═══ DATASET ENTRIES

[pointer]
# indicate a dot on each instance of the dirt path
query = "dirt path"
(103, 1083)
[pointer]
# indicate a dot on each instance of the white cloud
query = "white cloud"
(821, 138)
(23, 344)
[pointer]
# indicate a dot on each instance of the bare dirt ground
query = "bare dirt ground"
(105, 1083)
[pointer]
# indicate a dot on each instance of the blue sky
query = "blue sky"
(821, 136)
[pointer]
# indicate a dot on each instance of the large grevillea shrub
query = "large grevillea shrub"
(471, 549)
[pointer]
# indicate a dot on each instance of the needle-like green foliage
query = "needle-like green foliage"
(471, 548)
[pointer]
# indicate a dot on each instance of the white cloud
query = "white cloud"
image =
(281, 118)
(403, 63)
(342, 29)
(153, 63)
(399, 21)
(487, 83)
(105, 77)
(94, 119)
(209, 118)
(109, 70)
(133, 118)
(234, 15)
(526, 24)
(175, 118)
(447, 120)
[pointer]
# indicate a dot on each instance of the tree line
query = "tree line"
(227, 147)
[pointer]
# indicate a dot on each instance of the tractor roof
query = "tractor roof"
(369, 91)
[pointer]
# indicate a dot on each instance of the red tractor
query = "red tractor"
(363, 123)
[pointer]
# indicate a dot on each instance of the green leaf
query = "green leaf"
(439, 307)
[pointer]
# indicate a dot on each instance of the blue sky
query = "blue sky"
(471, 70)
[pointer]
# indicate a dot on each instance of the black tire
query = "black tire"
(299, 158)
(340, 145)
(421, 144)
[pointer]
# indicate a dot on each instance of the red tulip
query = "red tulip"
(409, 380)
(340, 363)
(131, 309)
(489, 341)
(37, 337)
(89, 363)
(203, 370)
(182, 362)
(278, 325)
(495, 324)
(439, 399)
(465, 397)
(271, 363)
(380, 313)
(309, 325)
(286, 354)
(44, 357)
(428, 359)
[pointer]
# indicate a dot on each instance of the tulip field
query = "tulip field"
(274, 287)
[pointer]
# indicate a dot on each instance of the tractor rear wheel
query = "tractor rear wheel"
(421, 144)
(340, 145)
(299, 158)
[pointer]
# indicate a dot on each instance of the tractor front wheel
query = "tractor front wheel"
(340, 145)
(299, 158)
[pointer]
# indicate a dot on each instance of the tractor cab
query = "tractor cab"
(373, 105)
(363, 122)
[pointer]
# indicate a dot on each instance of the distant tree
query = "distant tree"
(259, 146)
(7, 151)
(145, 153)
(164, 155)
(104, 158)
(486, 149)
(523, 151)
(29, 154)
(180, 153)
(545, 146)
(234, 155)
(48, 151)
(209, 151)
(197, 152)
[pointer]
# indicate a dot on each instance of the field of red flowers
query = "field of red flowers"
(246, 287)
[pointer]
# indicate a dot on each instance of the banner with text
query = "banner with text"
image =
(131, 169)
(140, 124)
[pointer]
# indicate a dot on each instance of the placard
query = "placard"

══════

Give back each line above precisely as it stands.

[pointer]
# indicate a dot on each instance of the dirt path
query = "dirt path"
(103, 1083)
[pointer]
# indicate a dot on each instance of the white cloud
query = "white cloud"
(821, 138)
(23, 344)
[pointer]
# indicate a dot on each instance of the bare dirt ground
query = "bare dirt ground"
(105, 1083)
[pointer]
# indicate a dot on each instance of the blue sky
query = "blue sky"
(821, 136)
[pointer]
# indicate a dot on each instance of the large grevillea shrub
query = "large grevillea shrub"
(471, 549)
[pointer]
# indicate a dot on each instance of the needle-like green foliage
query = "needle-like green foliage"
(471, 548)
[pointer]
# indicate a dot on each instance of the white cloud
query = "white cloud"
image =
(281, 118)
(403, 63)
(342, 29)
(153, 63)
(399, 21)
(487, 83)
(105, 77)
(94, 119)
(209, 118)
(109, 70)
(133, 118)
(234, 15)
(526, 24)
(175, 118)
(447, 120)
[pointer]
# indicate a dot on each instance of the tree line
query = "tree line"
(227, 147)
[pointer]
# indicate a dot on each instance of the tractor roof
query = "tractor roof"
(369, 91)
[pointer]
# indicate a dot on each instance of the red tractor
query = "red tractor"
(363, 123)
[pointer]
# indicate a dot on each instance of the green leaf
query = "green leaf"
(439, 307)
[pointer]
# indicate a dot on each instance of the blue sky
query = "blue sky"
(471, 70)
[pointer]
# indicate a dot on each instance of the black tire
query = "black tire"
(299, 158)
(340, 145)
(421, 144)
[pointer]
# indicate a dot on each instance of the red tulip
query = "red tulip"
(409, 380)
(340, 363)
(131, 309)
(489, 341)
(37, 337)
(89, 363)
(203, 370)
(182, 362)
(278, 325)
(495, 324)
(439, 399)
(465, 397)
(271, 363)
(380, 313)
(309, 325)
(286, 354)
(44, 357)
(428, 359)
[pointer]
# indicate a dot on each instance of the tulip field
query = "tulip field"
(274, 287)
[pointer]
# indicate a dot on each instance of the tractor rear wheel
query = "tractor rear wheel"
(421, 144)
(340, 145)
(299, 158)
[pointer]
# indicate a dot on each instance of the tractor front wheel
query = "tractor front wheel"
(340, 145)
(299, 158)
[pointer]
# indicate a dot on each instance of the tractor cab
query = "tractor cab"
(373, 105)
(363, 122)
[pointer]
# indicate a dot on each instance of the distant tree
query = "distant tree"
(259, 146)
(7, 151)
(145, 153)
(164, 155)
(104, 158)
(486, 149)
(523, 151)
(29, 154)
(180, 153)
(545, 146)
(234, 155)
(48, 151)
(209, 151)
(197, 152)
[pointer]
# indicate a dot on each instance of the field of red flowers
query = "field of red flowers"
(246, 287)
[pointer]
# indicate a dot on each instance of the banner with text
query = "banner with text"
image =
(131, 169)
(140, 124)
[pointer]
# indicate a dot on each instance of the placard
query = "placard"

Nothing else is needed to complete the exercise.